— TEXT FOR ANALYSIS —

Wednesday, February 19, 2020
"Colorado marijuana sales hit a record $1.75 billion in 2019: Cannabis sales have now reached a total of $7.79 billion in the 6 years since legalization"
The title of this post is the full headline of this new Denver Post piece, which provides a reminder of how easy it is to identify (some) economic metrics that follow from marijuana reform. Here are the details:
Last year was the most lucrative 12 months for cannabis sales in Colorado since the state’s voters legalized recreational marijuana. Medical and recreational cannabis sales hit a record $1.75 billion in 2019, up 13% from 2018, according to data from the Department of Revenue’s Marijuana Enforcement Division. Marijuana tax collections also hit an all-time high, at more than $302 million in 2019.
December closed out the year with strong sales totaling more than $144 million, up 6.7% compared to the previous year. But that wasn’t the biggest month of 2019; instead, August topped the calendar year with $173 million in sales. All told, Colorado marijuana sales now have hit $7.79 billion since recreational sales began in 2014.
Truman Bradley, the newly appointed executive director of the Marijuana Industry Group, said the revenue increases in Colorado track with expectations. “People are moving from the unregulated market to the regulated market,” Bradley said. “As reefer madness goes away, as the stigmatism of cannabis reduces and people come over to the regulated market, I would expect that trend to continue.”

— PROBLEM SET —
1 – In one to three sentences, explain why, according to the post on Colorado marijuana sales, Truman Bradley expects the revenue increases to continue.
2 – Duplicate a passage from the post on Colorado marijuana sales word for word. Begin at the words "The title of" and stop after "million in 2019.".
3 – Go on with the post on Colorado marijuana sales from the point where it ends.
The items that follow have no connection to the post on Colorado marijuana sales.

— DATA SECTION —
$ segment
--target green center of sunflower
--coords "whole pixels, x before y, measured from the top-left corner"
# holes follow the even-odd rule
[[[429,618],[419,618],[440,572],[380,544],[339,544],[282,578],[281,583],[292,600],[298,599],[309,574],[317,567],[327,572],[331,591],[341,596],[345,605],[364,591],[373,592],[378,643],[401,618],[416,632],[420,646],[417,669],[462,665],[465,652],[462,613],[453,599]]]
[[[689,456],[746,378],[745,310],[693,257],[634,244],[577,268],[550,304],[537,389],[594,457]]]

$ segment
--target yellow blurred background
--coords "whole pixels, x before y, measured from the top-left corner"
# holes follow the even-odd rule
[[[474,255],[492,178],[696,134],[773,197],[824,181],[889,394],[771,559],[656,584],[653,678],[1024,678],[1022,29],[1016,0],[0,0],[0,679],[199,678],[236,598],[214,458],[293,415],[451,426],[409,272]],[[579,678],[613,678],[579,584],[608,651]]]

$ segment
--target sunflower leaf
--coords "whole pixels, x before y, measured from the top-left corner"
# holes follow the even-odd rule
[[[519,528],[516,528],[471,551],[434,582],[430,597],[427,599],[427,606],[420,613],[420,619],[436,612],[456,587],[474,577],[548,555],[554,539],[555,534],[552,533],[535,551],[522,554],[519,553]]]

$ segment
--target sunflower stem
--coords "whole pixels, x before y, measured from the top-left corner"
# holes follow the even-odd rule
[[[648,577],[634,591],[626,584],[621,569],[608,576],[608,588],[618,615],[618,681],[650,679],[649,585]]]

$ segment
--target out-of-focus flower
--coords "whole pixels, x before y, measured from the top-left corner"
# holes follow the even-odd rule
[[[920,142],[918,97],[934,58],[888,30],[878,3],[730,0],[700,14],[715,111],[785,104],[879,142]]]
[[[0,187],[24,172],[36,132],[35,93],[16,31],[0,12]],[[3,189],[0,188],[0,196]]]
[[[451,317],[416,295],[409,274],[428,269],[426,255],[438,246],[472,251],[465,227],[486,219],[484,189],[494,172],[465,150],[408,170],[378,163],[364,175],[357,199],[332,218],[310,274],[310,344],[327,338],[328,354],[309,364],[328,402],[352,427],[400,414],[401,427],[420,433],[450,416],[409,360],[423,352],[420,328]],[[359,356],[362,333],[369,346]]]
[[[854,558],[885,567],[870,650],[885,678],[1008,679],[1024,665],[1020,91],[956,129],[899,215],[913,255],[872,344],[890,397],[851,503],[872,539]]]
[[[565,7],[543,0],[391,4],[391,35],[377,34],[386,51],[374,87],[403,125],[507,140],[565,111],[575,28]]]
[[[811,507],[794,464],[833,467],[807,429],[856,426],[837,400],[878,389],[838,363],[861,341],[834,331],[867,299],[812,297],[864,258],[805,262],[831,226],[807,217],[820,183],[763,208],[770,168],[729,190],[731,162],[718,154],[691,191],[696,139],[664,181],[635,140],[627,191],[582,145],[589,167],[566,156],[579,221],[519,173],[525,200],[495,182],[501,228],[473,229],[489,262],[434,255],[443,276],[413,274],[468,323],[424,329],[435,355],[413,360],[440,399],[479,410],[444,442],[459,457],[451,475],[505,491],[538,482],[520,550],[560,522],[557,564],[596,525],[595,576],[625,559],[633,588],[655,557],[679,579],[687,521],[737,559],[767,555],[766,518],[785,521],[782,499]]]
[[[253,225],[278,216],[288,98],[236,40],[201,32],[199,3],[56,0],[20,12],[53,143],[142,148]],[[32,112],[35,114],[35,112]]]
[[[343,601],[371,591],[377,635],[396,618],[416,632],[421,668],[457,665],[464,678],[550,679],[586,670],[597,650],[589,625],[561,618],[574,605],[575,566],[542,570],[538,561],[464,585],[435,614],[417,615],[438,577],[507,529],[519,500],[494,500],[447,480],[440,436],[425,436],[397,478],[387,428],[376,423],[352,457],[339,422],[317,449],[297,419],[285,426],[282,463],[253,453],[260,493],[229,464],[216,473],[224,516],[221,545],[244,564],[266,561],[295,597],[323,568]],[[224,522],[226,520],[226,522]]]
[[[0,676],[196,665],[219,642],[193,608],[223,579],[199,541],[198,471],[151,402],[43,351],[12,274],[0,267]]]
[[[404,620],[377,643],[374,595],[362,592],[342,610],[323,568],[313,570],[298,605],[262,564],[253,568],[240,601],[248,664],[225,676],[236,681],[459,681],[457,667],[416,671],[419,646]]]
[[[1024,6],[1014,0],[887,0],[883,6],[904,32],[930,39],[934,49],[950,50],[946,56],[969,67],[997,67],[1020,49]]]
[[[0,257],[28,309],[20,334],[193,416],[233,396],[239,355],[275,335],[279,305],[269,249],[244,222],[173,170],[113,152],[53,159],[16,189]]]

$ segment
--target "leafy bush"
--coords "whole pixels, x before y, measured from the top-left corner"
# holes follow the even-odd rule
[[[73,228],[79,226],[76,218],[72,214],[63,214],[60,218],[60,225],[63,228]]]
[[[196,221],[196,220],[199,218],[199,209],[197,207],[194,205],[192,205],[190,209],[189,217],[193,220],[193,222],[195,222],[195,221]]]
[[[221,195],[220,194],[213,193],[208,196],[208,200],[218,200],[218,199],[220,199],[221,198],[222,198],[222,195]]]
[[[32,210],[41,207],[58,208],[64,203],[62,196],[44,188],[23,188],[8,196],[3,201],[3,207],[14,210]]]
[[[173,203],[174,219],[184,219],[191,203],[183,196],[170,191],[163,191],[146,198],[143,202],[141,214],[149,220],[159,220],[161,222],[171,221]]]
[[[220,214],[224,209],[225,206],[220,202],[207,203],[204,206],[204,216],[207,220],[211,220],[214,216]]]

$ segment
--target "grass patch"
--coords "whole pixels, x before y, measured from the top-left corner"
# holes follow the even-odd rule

— ANSWERS FOR EACH ITEM —
1 – Bradley attributes the increases to people moving from the unregulated market to the regulated market. He expects that trend to continue as "reefer madness" fades, the stigma of cannabis declines and more people come over to the regulated market.

2 –
The title of this post is the full headline of this new Denver Post piece, which provides a reminder of how easy it is to identify (some) economic metrics that follow from marijuana reform. Here are the details:
Last year was the most lucrative 12 months for cannabis sales in Colorado since the state’s voters legalized recreational marijuana. Medical and recreational cannabis sales hit a record $1.75 billion in 2019, up 13% from 2018, according to data from the Department of Revenue’s Marijuana Enforcement Division. Marijuana tax collections also hit an all-time high, at more than $302 million in 2019.

3 –
Since January 2014, Colorado’s cannabis industry has generated $1.21 billion in tax revenue. Those taxes are allocated to the state’s public education fund, which covers initiatives such as the Colorado Department of Education’s Building Excellent Schools Today (BEST) fund; the state general fund, which covers agencies’ expenses; and the marijuana tax fund, which benefits programs related to substances abuse and treatment, health research, youth education and more. Tax revenues also benefit local governments.
In recent posts (here and here and here) and in my marijuana seminar, I have been exploring in various ways what might be the proper metrics for assessing medical marijuana reform regimes. This new data from Colorado, in turn, prompts similar questions about assessing recreational reform regimes. I am inclined to believe these numbers represent positive economic realities like increased employment, wealth and valuable wealth reallocation via taxes. But public health experts might see these numbers as representing negative health trends and they might also perhaps demonstrate problematic wealth reallocation from the vulnerable to the already privileged.